WHAT TO PRODUCE: Repeat every line of the listing below exactly, minus the pictures.

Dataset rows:
┄┄┄┄┄┄┄┄┄┄┄┄┄┄┄┄┄┄┄┄
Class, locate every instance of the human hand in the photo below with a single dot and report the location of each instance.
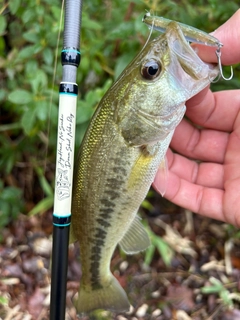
(210, 187)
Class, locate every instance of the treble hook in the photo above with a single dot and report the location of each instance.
(221, 75)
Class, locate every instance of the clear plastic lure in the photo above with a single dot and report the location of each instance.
(191, 34)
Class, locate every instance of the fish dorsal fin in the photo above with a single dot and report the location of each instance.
(136, 238)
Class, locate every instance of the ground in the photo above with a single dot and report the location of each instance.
(200, 282)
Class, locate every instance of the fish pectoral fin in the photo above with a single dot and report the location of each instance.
(163, 176)
(136, 238)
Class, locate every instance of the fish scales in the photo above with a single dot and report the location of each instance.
(122, 150)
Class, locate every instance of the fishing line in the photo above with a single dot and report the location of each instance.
(46, 138)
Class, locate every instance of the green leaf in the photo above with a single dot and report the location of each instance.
(42, 206)
(20, 96)
(31, 36)
(14, 5)
(28, 121)
(3, 24)
(149, 253)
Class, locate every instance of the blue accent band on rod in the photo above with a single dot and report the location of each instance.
(61, 221)
(70, 56)
(67, 87)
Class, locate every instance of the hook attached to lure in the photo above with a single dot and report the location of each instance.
(221, 75)
(191, 34)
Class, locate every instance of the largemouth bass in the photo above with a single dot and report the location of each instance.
(123, 147)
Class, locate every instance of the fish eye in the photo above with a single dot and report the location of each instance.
(151, 69)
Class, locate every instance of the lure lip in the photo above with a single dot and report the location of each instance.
(190, 33)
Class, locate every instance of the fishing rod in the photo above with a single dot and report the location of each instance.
(68, 91)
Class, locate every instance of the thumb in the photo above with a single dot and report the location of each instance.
(228, 34)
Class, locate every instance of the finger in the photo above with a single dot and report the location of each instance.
(204, 145)
(206, 174)
(216, 110)
(199, 199)
(228, 34)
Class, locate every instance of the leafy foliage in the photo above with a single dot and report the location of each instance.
(112, 33)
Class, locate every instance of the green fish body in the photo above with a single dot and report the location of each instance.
(121, 152)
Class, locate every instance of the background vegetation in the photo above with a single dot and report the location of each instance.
(30, 72)
(112, 33)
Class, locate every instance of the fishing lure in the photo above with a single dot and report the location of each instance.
(191, 34)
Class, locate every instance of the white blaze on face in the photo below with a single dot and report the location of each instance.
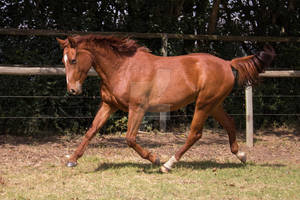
(66, 62)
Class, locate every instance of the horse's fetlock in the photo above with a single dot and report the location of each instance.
(131, 141)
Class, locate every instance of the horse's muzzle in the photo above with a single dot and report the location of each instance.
(74, 92)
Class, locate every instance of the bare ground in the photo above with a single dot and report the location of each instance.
(280, 147)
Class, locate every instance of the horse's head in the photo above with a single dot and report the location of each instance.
(77, 64)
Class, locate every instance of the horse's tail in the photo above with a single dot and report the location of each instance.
(249, 67)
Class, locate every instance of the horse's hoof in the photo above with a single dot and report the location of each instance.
(71, 164)
(164, 170)
(242, 156)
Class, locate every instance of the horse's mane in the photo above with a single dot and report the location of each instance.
(121, 46)
(249, 67)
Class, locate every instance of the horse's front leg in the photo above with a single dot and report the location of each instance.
(227, 122)
(101, 117)
(135, 117)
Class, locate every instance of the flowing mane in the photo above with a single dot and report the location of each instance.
(122, 46)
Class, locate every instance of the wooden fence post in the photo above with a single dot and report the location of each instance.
(163, 115)
(249, 116)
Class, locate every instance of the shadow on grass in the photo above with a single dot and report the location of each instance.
(195, 165)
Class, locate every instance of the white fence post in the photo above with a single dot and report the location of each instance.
(249, 116)
(163, 115)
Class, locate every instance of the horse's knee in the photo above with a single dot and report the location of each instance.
(234, 148)
(131, 141)
(196, 135)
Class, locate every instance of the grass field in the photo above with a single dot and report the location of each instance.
(34, 169)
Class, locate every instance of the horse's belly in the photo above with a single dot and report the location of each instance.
(170, 101)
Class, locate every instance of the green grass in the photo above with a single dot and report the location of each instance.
(100, 178)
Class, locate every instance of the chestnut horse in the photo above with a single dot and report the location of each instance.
(136, 81)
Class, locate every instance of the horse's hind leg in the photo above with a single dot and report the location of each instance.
(195, 134)
(227, 122)
(135, 117)
(101, 117)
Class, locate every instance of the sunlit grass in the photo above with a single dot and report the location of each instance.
(100, 178)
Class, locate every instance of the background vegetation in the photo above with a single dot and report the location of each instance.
(46, 112)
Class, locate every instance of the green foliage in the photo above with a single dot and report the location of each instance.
(259, 18)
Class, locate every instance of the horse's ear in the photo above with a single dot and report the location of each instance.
(72, 42)
(62, 43)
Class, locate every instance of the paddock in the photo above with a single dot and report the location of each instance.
(34, 168)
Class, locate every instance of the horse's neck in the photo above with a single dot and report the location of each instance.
(106, 65)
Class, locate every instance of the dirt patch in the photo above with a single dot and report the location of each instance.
(270, 147)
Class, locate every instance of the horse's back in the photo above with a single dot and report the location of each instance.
(179, 80)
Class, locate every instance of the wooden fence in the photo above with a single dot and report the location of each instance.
(47, 70)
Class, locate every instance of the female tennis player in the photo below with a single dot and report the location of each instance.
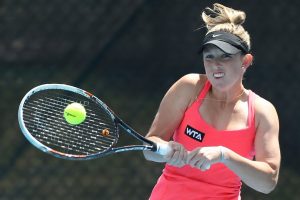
(221, 133)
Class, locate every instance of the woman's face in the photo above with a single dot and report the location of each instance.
(223, 70)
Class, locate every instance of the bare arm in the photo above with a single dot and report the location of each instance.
(261, 174)
(168, 117)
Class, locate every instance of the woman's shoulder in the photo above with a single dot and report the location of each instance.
(192, 84)
(264, 110)
(193, 79)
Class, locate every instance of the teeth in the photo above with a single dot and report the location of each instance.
(218, 75)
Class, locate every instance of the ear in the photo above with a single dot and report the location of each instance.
(247, 60)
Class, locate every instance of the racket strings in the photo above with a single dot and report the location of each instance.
(43, 116)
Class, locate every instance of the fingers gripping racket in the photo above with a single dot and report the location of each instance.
(42, 119)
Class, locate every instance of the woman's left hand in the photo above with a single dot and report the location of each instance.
(203, 157)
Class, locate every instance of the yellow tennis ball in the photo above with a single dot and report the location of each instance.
(75, 113)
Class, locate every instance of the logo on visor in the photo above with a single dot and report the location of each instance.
(194, 134)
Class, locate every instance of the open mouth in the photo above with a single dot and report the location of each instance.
(218, 75)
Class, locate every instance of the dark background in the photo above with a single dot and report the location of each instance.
(128, 53)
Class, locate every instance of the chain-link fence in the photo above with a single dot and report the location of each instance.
(128, 53)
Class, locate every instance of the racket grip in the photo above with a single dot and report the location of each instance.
(163, 149)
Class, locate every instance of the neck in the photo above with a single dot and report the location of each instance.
(227, 97)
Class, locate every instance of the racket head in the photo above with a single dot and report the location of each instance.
(41, 119)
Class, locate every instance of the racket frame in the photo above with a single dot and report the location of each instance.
(147, 144)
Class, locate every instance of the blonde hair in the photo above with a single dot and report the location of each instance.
(222, 18)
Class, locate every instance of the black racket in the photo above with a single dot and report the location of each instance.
(41, 119)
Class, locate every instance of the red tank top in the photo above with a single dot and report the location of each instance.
(219, 182)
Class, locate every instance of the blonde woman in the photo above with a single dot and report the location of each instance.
(221, 133)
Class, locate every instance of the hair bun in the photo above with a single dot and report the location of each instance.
(221, 14)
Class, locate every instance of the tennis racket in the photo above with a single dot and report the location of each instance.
(41, 119)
┄┄┄┄┄┄┄┄┄┄┄┄┄┄┄┄┄┄┄┄
WRITTEN SOLUTION:
Class, locate every instance of the human hand in the photo below with a single dot and report the location of each instance.
(210, 187)
Class, locate every instance of the treble hook in the photo above with a single dot and report the location of each instance.
(221, 75)
Class, locate every instance of the clear plastic lure in the photo above with a single dot and report the location of each instance.
(191, 34)
Class, locate every instance of the fish dorsal fin in the photo above with a single dot and report the location of each instance.
(136, 238)
Class, locate every instance of the ground in the photo above with a single dot and report the location of each instance.
(200, 282)
Class, locate every instance of the fish pectoral fin in the photo above with a single dot and report the location of each instance.
(163, 176)
(136, 238)
Class, locate every instance of the fish scales in the photo above with a single dot and report the location of each instance.
(122, 150)
Class, locate every instance of the fishing line in the photo above with a single dot and report the location of each instance.
(46, 138)
Class, locate every instance of the green leaf in the photo above with a single dot and report the location of each instance.
(42, 206)
(20, 96)
(31, 36)
(14, 5)
(28, 121)
(3, 24)
(149, 253)
Class, locate every instance of the blue accent band on rod in the photo above with a single dot and report the location of each instance.
(61, 221)
(70, 56)
(67, 87)
Class, locate every instance of the hook attached to lure in the photo above with a single dot and report the location of each instance.
(221, 75)
(191, 34)
Class, locate every instance of the largemouth bass in the photo above with a single dot and report the location of each instance.
(123, 147)
Class, locate every instance of the fish eye in the photo above with a single dot and report the location of each instance.
(151, 69)
Class, locate every instance of the lure lip in the photo above with a single dot and report the location of each instance.
(190, 33)
Class, locate every instance of the fishing rod in the photo above with a single dot and report the location of each instance.
(68, 91)
Class, locate every instance of the thumb in the photo above with a single dot and report the location of each instance.
(228, 34)
Class, locate every instance of the finger in the photo above with a single dot and report the location of each instance.
(204, 145)
(206, 174)
(216, 110)
(199, 199)
(228, 34)
Class, locate every instance of the leafy foliage in the photo above with a single dot and report the location of each instance.
(112, 33)
Class, locate every instance of the green fish body in the photo above with a single dot and report the location of each instance.
(121, 152)
Class, locate every instance of the background vegetation in the photo above with a single dot and report the location of each instance.
(30, 72)
(112, 33)
Class, locate every instance of the fishing lure in the photo above with a single dot and report the location of each instance.
(191, 34)
Class, locate every instance of the white blaze on face in the photo below with a single dot and report the location of each instance.
(66, 62)
Class, locate every instance of the horse's fetlock in the photo above with a single dot and report the location of each instance.
(131, 141)
Class, locate every instance of the horse's muzzle in the photo above with a single dot and report the location of each instance.
(74, 92)
Class, locate every instance of the bare ground in the photo above with a single dot and report the location of each instance.
(280, 147)
Class, locate every instance of the horse's head in the photo above with a single dot and report the location of each instance.
(77, 64)
Class, locate every instance of the horse's tail in the photo above with a single dot and report the location of each instance.
(249, 67)
Class, locate every instance of the horse's hoof in the photo above with a single dot and report the location of each instance.
(71, 164)
(164, 170)
(242, 156)
Class, locate every instance of the horse's mane in the photo above with a single dot and report the location of each instance.
(121, 46)
(249, 67)
Class, locate every instance of the horse's front leg in the photo above with a single dot and report the location of each instance.
(227, 122)
(101, 117)
(135, 117)
Class, locate every instance of the flowing mane in the photo above with a single dot and report the location of each instance.
(122, 46)
Class, locate every instance of the wooden fence post in the photo above with a single dot and report the location of each instance.
(163, 115)
(249, 116)
Class, locate every instance of the shadow on grass in the photo above with a single dot and report the location of each instance.
(195, 165)
Class, locate every instance of the white fence post in the photo above with a single dot and report the location of each instance.
(249, 116)
(163, 115)
Class, locate every instance of the horse's knee in the photo above with a single dot and report the location of each instance.
(234, 148)
(131, 141)
(196, 135)
Class, locate every instance of the grass field in the photo above with a single dot and report the location of each instance.
(34, 169)
Class, locate every instance of the horse's belly in the photo above with a single dot and report the location of each instance.
(170, 101)
Class, locate every instance of the green grass in the photo above with a single dot and report the location of each instance.
(100, 178)
Class, locate every instance of the chestnut horse in the photo above with a single dot and report the location of each instance.
(136, 81)
Class, locate every instance of the horse's hind leg in the photo above with a single dot and report the location of each instance.
(195, 134)
(227, 122)
(135, 117)
(101, 117)
Class, locate every instance of the sunlit grass in the photo above with a single dot and report the location of each instance.
(100, 178)
Class, locate every instance of the background vegetation in the photo above with a single dot and report the location of each instance.
(46, 112)
Class, locate every instance of the green foliage in the photo above with a single dot and report the location of each instance.
(259, 18)
Class, locate every instance of the horse's ear in the photo above with a single dot and report the location of each instance.
(72, 42)
(62, 43)
Class, locate every instance of the paddock in the photo above with a single dot and report the location of each instance.
(34, 168)
Class, locate every instance of the horse's neck in the photo above with a single dot and report the location of each instance.
(106, 65)
Class, locate every instance of the dirt patch in the photo above with a single dot and report the location of each instance.
(270, 147)
Class, locate every instance of the horse's back in the photo above with a single dot and report the location of each instance.
(179, 80)
Class, locate every instance of the wooden fence in the photo above with a single dot and report the location of each instance.
(47, 70)
Class, locate every instance of the female tennis player in the photo below with a single dot and report the location of each instance.
(221, 133)
Class, locate every instance of the woman's face in the photo above with a single dot and report the location of each instance.
(223, 70)
Class, locate every instance of the bare arm in the photo above with a single dot and report the location of each instance.
(261, 174)
(168, 117)
Class, locate every instance of the woman's shoulder in the photo above with a single dot and report the location of each instance.
(192, 84)
(264, 110)
(193, 79)
Class, locate every instance of the teeth in the photo above with a single dot and report the location of each instance.
(218, 75)
Class, locate every instance of the ear in the photo above with a single dot and report the location of each instance.
(247, 60)
Class, locate every instance of the racket strings in the photo above with a single dot and report the location of each instance.
(43, 116)
Class, locate every instance of the fingers gripping racket in the photo above with a single dot and report the location of each instance.
(42, 119)
Class, locate every instance of the woman's left hand in the photo above with a single dot and report the location of each instance.
(203, 157)
Class, locate every instance of the yellow tennis ball in the photo above with a single dot and report the location of each instance.
(75, 113)
Class, locate every instance of the logo on visor in the photo above with a single dot and report the location of each instance.
(194, 134)
Class, locate every instance of the open mouth in the photo above with a single dot and report the location of each instance.
(218, 75)
Class, locate every instance of the dark background in the photo above with a single dot and report the location of each instance.
(128, 53)
Class, locate every instance of the chain-link fence in the photo above with a single dot and report the location of each instance.
(128, 53)
Class, locate every instance of the racket grip in the photo above with a single dot and report the location of each instance.
(163, 149)
Class, locate every instance of the neck in the photo above with a single dot and report the location of each instance.
(227, 97)
Class, locate every instance of the racket head in the photo above with a single dot and report the location of each instance.
(41, 119)
Class, locate every instance of the racket frame in the photo above with a single dot and report the location of each instance.
(147, 144)
Class, locate every instance of the blonde hair in the photo above with a single dot and report the location of each instance.
(222, 18)
Class, locate every instance of the black racket in the photo above with a single dot and report the location of each instance.
(41, 119)
Class, locate every instance of the red tank top in the photo above with a single dot and report the location of each instance.
(219, 182)
Class, locate every instance of the blonde woman in the photo above with a single dot and report the location of each instance.
(221, 133)
Class, locate every instance of the hair bun in the photo above with a single dot and report the location of each instance.
(221, 14)
Class, locate every instance of the tennis racket in the photo above with a single dot and report the location of each instance.
(41, 119)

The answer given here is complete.